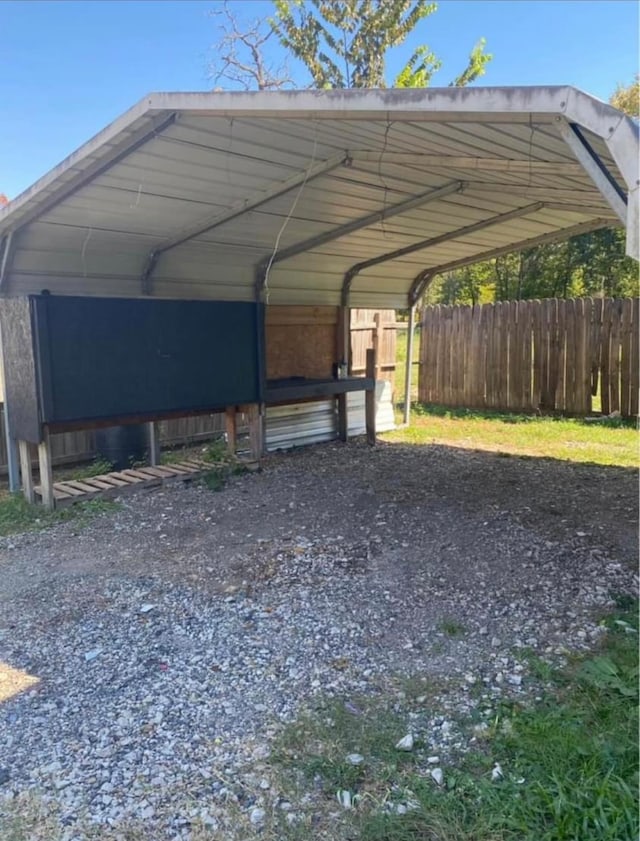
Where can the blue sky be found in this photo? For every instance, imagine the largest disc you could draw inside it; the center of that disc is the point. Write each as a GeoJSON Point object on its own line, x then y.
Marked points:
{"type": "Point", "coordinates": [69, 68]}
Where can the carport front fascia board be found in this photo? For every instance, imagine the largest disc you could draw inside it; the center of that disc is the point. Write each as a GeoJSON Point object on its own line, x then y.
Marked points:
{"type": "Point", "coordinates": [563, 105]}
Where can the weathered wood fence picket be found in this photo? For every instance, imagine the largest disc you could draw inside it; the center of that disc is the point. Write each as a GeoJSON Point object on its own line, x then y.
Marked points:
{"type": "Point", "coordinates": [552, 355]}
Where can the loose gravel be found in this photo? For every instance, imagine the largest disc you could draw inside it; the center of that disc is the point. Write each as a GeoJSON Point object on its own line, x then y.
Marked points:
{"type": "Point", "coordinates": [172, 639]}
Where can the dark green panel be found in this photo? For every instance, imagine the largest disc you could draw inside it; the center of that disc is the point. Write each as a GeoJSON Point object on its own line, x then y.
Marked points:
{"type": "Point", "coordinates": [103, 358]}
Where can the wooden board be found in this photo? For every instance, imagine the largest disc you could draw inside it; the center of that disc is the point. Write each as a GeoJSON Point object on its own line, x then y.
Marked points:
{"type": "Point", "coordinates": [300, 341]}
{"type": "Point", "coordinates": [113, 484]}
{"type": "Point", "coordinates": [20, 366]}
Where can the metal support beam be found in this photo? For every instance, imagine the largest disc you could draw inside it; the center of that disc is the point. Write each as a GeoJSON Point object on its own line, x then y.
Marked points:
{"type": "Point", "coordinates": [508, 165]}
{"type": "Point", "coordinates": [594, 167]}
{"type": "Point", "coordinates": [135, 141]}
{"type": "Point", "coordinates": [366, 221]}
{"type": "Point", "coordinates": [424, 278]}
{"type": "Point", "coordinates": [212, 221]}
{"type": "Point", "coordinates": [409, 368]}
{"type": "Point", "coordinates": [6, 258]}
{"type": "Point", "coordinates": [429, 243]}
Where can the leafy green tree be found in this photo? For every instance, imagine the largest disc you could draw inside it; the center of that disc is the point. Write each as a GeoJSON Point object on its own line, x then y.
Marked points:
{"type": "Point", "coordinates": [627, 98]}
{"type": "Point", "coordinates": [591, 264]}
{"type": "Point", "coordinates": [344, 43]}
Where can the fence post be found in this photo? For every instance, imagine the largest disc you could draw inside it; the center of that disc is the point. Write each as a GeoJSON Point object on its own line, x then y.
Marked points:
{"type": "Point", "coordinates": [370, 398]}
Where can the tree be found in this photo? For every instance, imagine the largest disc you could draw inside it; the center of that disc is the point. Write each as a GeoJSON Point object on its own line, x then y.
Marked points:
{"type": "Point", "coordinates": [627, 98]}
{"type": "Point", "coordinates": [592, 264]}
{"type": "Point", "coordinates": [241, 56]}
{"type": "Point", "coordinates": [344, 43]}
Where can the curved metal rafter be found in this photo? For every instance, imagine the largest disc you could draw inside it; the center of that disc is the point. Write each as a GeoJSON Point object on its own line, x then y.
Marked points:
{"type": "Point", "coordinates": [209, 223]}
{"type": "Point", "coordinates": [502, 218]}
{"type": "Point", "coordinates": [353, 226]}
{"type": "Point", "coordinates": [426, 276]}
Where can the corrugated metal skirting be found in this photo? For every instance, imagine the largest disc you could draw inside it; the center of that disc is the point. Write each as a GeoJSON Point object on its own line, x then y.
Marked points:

§ §

TASK DIRECTIONS — Please ensure that the data above is repeated exactly, with no pictures in the copy.

EXERCISE SOLUTION —
Where can the blue sky be found in this photo? For every instance, imagine the largest disc you could draw inside it; the center of that disc is the point. Write each as a GeoJSON Point object on its own line, x then y.
Marked points:
{"type": "Point", "coordinates": [69, 68]}
Where can the carport front fascia board be found in this photo? For every instance, imagine the largest disc you could draw inside it; the center of that disc is the point. Write each as a GeoJSON Point object on its own line, x then y.
Marked points:
{"type": "Point", "coordinates": [563, 105]}
Where can the weathered wood fence picket be found in this photo? For every instance, imagine the largest disc you could draw inside it; the center of that disc is the point. Write each as a GeoJSON Point object on its own line, x then y.
Marked points:
{"type": "Point", "coordinates": [552, 355]}
Where can the loose gravel be found in this photo? For every instance, imagine the largest disc you could draw inside it; the center of that disc is the point. Write each as a GeoJSON Point object on its own line, x then y.
Marked points:
{"type": "Point", "coordinates": [172, 639]}
Where can the dark green panel be found in this photo? For every instance, imagine the largest disc you could draw inside it; the center of that disc is the point. Write each as a GeoJSON Point object on its own line, x then y.
Marked points:
{"type": "Point", "coordinates": [103, 358]}
Where can the wooden board be found in this photo? For every instance, imagine the largest disc you could draw inside it; the center of that disc is the point. Write each as a GeoJSON Point object on its own line, x then y.
Marked points:
{"type": "Point", "coordinates": [300, 341]}
{"type": "Point", "coordinates": [113, 484]}
{"type": "Point", "coordinates": [20, 366]}
Where can the metal support beam be found in this photo? For every instance, imagine the largest disc you could draw inside it; the center of that disc is the point. Write each as a GeoJSON Point object on its own line, x then y.
Marked points:
{"type": "Point", "coordinates": [508, 165]}
{"type": "Point", "coordinates": [594, 167]}
{"type": "Point", "coordinates": [135, 141]}
{"type": "Point", "coordinates": [366, 221]}
{"type": "Point", "coordinates": [424, 278]}
{"type": "Point", "coordinates": [212, 221]}
{"type": "Point", "coordinates": [409, 368]}
{"type": "Point", "coordinates": [6, 258]}
{"type": "Point", "coordinates": [429, 243]}
Where can the leafy green tree be found in this photo? For every instance, imagine the largest disc you could draw inside it; the center of that disc is the point. Write each as a GeoJSON Point object on its own line, x then y.
Marked points:
{"type": "Point", "coordinates": [627, 98]}
{"type": "Point", "coordinates": [591, 264]}
{"type": "Point", "coordinates": [344, 43]}
Where can the fence post be found in this photo? For every instance, imagine the largest disc you could draw inside it; the center of that disc is the point. Write each as a GeoJSON Point object on its own line, x then y.
Marked points:
{"type": "Point", "coordinates": [370, 398]}
Where can the tree be found in this photo? For every instance, imagine the largest disc you could draw inside it; the center of that disc is the point. Write each as a GeoJSON Point object on its own line, x then y.
Marked points:
{"type": "Point", "coordinates": [627, 98]}
{"type": "Point", "coordinates": [592, 264]}
{"type": "Point", "coordinates": [241, 56]}
{"type": "Point", "coordinates": [344, 43]}
Where can the curved metal rafter be found in this photo? For every instance, imagine the largest disc you could draw inside it; the center of that disc is the point. Write each as a GeoJSON Point object on its own line, x then y.
Marked points:
{"type": "Point", "coordinates": [209, 223]}
{"type": "Point", "coordinates": [502, 218]}
{"type": "Point", "coordinates": [353, 226]}
{"type": "Point", "coordinates": [426, 276]}
Where can the corrugated metal skirting be found in this photo? For every instance, imagine the largest disc you could draw inside it; the center of that disc is the point. Write each as a GeoJSON Point object on its own line, x then y.
Marked points:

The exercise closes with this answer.